* _WHAT THE TASK REQUIRES_: Copy each of the following items, replacing "would be ideal" with "is preferred" and keeping everything else as it is.

★ ★ ★

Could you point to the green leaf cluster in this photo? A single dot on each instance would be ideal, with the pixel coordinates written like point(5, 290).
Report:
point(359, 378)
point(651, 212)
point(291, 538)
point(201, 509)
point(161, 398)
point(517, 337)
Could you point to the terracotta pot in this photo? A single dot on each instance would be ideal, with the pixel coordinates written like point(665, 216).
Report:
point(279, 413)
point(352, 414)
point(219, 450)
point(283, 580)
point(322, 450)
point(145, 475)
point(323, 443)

★ ★ ★

* _SOLUTION TO THIS TASK_:
Could you point to the green leaf cluster in this photo? A single dot on each instance is preferred, with the pixel coordinates written like point(5, 290).
Report:
point(359, 378)
point(651, 212)
point(291, 538)
point(201, 509)
point(161, 398)
point(517, 337)
Could you point to the terracotta pot in this photo? A single dot on each instance is preferred, with the pixel coordinates written like point(665, 216).
Report:
point(279, 413)
point(352, 414)
point(219, 450)
point(283, 580)
point(322, 450)
point(145, 475)
point(323, 443)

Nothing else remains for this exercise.